* YOUR TASK
Put the lines from the one containing "Identify each instance of the soccer cleat" through the last line of the entries, both included, into a numbered list with blank lines omitted. Leave the pictures out of the answer.
====== THE DATA ======
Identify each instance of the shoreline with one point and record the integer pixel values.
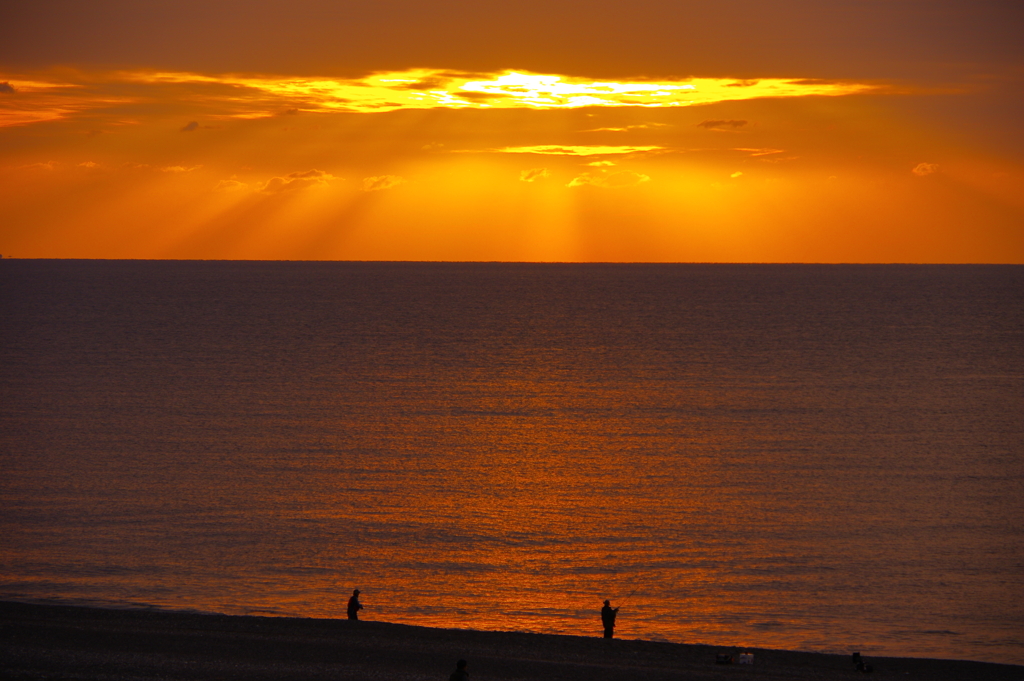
(42, 641)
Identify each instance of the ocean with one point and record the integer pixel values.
(823, 458)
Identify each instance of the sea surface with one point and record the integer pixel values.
(820, 458)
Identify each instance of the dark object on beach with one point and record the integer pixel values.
(608, 619)
(460, 673)
(354, 605)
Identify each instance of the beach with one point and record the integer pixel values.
(70, 642)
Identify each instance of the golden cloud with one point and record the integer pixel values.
(605, 179)
(379, 182)
(295, 181)
(559, 150)
(534, 174)
(256, 96)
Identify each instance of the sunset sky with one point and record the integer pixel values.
(651, 131)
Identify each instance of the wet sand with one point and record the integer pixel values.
(62, 642)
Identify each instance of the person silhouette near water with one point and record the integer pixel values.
(608, 619)
(460, 673)
(354, 605)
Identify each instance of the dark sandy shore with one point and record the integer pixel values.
(60, 642)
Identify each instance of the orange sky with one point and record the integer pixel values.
(855, 131)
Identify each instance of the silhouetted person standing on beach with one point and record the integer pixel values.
(354, 605)
(608, 619)
(460, 673)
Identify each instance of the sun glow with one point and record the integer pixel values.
(253, 96)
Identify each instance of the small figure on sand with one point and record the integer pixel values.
(354, 605)
(608, 619)
(460, 673)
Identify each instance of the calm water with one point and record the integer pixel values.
(824, 458)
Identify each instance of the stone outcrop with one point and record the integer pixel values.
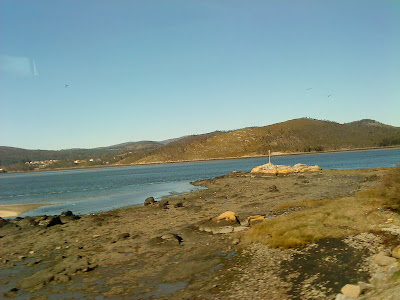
(271, 169)
(149, 201)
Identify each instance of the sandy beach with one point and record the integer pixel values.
(169, 250)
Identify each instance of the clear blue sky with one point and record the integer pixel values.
(154, 70)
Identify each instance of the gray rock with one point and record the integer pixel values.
(379, 280)
(163, 204)
(235, 241)
(50, 221)
(67, 213)
(149, 201)
(172, 237)
(364, 286)
(343, 297)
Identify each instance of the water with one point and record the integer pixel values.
(91, 190)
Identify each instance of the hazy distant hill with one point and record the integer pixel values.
(12, 155)
(299, 135)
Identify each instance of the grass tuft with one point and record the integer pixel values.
(301, 204)
(390, 189)
(334, 219)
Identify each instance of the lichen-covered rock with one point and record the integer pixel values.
(271, 169)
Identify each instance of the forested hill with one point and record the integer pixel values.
(298, 135)
(12, 155)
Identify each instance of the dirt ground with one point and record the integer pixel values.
(158, 251)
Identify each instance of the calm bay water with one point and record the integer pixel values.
(91, 190)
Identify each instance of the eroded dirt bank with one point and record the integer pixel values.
(158, 251)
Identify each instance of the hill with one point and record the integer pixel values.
(298, 135)
(13, 155)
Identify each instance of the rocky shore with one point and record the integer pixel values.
(193, 246)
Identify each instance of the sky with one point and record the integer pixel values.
(84, 74)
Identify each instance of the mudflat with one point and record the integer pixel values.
(162, 250)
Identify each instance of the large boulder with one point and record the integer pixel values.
(271, 169)
(149, 201)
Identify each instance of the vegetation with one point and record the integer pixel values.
(329, 218)
(338, 218)
(390, 189)
(299, 135)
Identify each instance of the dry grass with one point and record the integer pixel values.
(301, 204)
(337, 218)
(390, 189)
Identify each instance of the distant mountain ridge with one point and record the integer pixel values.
(297, 135)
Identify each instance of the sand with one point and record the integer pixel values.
(157, 251)
(15, 210)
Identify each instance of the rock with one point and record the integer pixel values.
(273, 189)
(228, 216)
(235, 241)
(239, 228)
(3, 222)
(172, 237)
(121, 236)
(383, 260)
(163, 204)
(379, 280)
(27, 222)
(364, 286)
(50, 221)
(351, 290)
(396, 252)
(271, 169)
(223, 229)
(67, 213)
(11, 293)
(343, 297)
(149, 201)
(252, 220)
(224, 223)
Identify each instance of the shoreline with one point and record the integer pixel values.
(173, 244)
(15, 210)
(273, 154)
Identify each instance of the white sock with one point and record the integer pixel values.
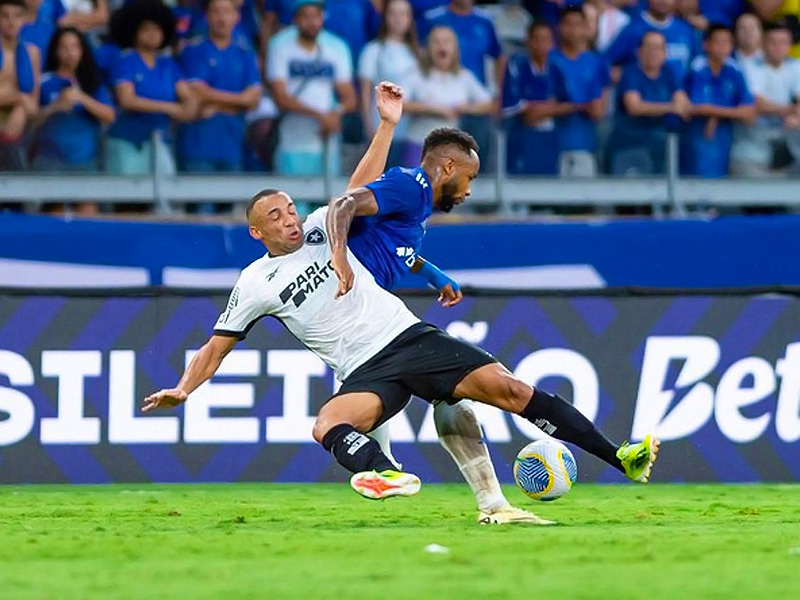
(460, 434)
(381, 435)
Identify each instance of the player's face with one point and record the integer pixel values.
(653, 52)
(540, 43)
(398, 17)
(10, 21)
(661, 8)
(275, 222)
(573, 29)
(456, 187)
(69, 51)
(222, 16)
(777, 45)
(149, 36)
(748, 32)
(720, 45)
(443, 46)
(309, 21)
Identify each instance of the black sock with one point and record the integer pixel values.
(557, 417)
(355, 451)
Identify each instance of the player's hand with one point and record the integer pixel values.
(450, 295)
(389, 100)
(164, 399)
(345, 275)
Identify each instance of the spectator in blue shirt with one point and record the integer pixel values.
(682, 44)
(718, 91)
(35, 31)
(651, 102)
(528, 106)
(150, 89)
(580, 78)
(476, 35)
(74, 104)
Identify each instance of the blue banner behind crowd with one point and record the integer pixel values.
(717, 377)
(40, 251)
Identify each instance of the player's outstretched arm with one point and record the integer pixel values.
(389, 100)
(341, 212)
(449, 292)
(202, 367)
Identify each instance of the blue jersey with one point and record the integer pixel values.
(219, 138)
(710, 157)
(71, 137)
(387, 243)
(579, 80)
(530, 149)
(157, 83)
(682, 41)
(476, 35)
(661, 89)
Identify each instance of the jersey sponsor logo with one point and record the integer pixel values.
(233, 302)
(306, 283)
(315, 237)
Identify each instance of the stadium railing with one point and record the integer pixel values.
(508, 194)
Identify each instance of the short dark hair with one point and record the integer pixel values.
(536, 24)
(778, 25)
(265, 193)
(571, 10)
(449, 136)
(716, 28)
(17, 3)
(651, 32)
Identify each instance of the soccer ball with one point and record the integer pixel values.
(545, 469)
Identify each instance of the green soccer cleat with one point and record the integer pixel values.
(638, 459)
(377, 486)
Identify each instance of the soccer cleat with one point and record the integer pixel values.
(378, 486)
(511, 514)
(638, 459)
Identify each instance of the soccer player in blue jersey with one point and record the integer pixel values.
(383, 224)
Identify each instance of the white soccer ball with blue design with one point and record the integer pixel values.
(545, 469)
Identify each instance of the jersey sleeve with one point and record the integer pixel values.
(397, 192)
(243, 310)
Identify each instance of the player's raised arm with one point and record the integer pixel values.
(341, 212)
(201, 368)
(389, 100)
(449, 292)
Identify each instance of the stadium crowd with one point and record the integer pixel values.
(581, 86)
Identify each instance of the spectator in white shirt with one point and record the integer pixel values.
(307, 73)
(749, 35)
(392, 56)
(440, 92)
(774, 81)
(605, 22)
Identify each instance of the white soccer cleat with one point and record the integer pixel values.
(511, 514)
(377, 486)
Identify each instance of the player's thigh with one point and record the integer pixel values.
(494, 384)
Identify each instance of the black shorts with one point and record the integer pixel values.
(423, 361)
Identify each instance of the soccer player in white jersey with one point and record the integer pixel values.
(380, 351)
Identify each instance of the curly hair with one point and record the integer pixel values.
(87, 73)
(449, 136)
(126, 21)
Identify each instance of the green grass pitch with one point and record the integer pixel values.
(318, 542)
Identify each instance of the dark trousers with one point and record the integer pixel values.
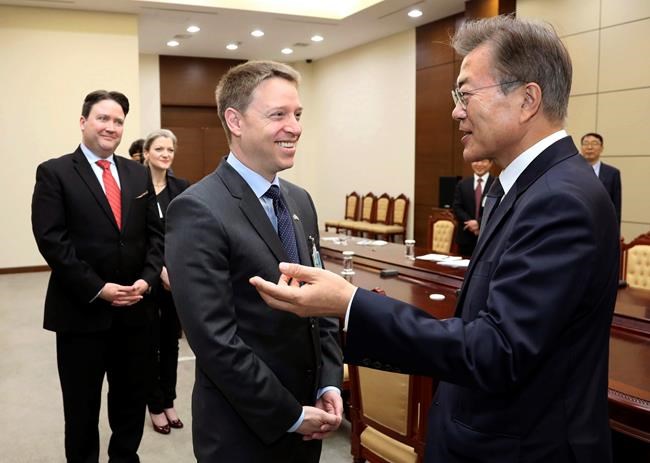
(166, 331)
(122, 353)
======
* ANSWER BELOW
1. Identify each instance of the soccer cleat with one point and record the integer pixel values.
2. (378, 486)
3. (511, 514)
4. (638, 459)
5. Identify each instance of the soccer player in blue jersey with one point and record the integer pixel values.
6. (383, 224)
7. Identify each instance of the white soccer ball with blue design with one point and record the integer pixel values.
8. (545, 469)
9. Identify each instance of the jersey sleeve with one point and record the integer pixel values.
10. (397, 192)
11. (243, 310)
12. Identify each instance of the player's raised arm with one point and record the integer pixel values.
13. (341, 212)
14. (201, 368)
15. (389, 100)
16. (449, 292)
17. Identify each instance of the stadium crowd with one point and record the integer pixel values.
18. (581, 86)
19. Identify each instance of the spectator in white shirt with one point and record the integer pixel values.
20. (307, 73)
21. (749, 35)
22. (392, 56)
23. (440, 92)
24. (774, 81)
25. (605, 22)
26. Identify each instance of the white soccer cleat with one point and record the integer pixel values.
27. (511, 514)
28. (377, 486)
29. Identify each instance of the player's thigh with one point and record the integer pixel values.
30. (494, 384)
31. Identify each instance of the black shorts with one point and record the integer pixel values.
32. (423, 361)
33. Identify each instance of the soccer player in white jersey with one point and record the integer pixel values.
34. (380, 351)
35. Identify each instance of the curly hair with one point and record the integer pixel values.
36. (87, 73)
37. (449, 136)
38. (126, 21)
39. Identify each instance of the green grass pitch with one point and record the integer pixel values.
40. (318, 542)
41. Identify each instance of the dark trousers with one point and record the integer pixel values.
42. (166, 331)
43. (122, 353)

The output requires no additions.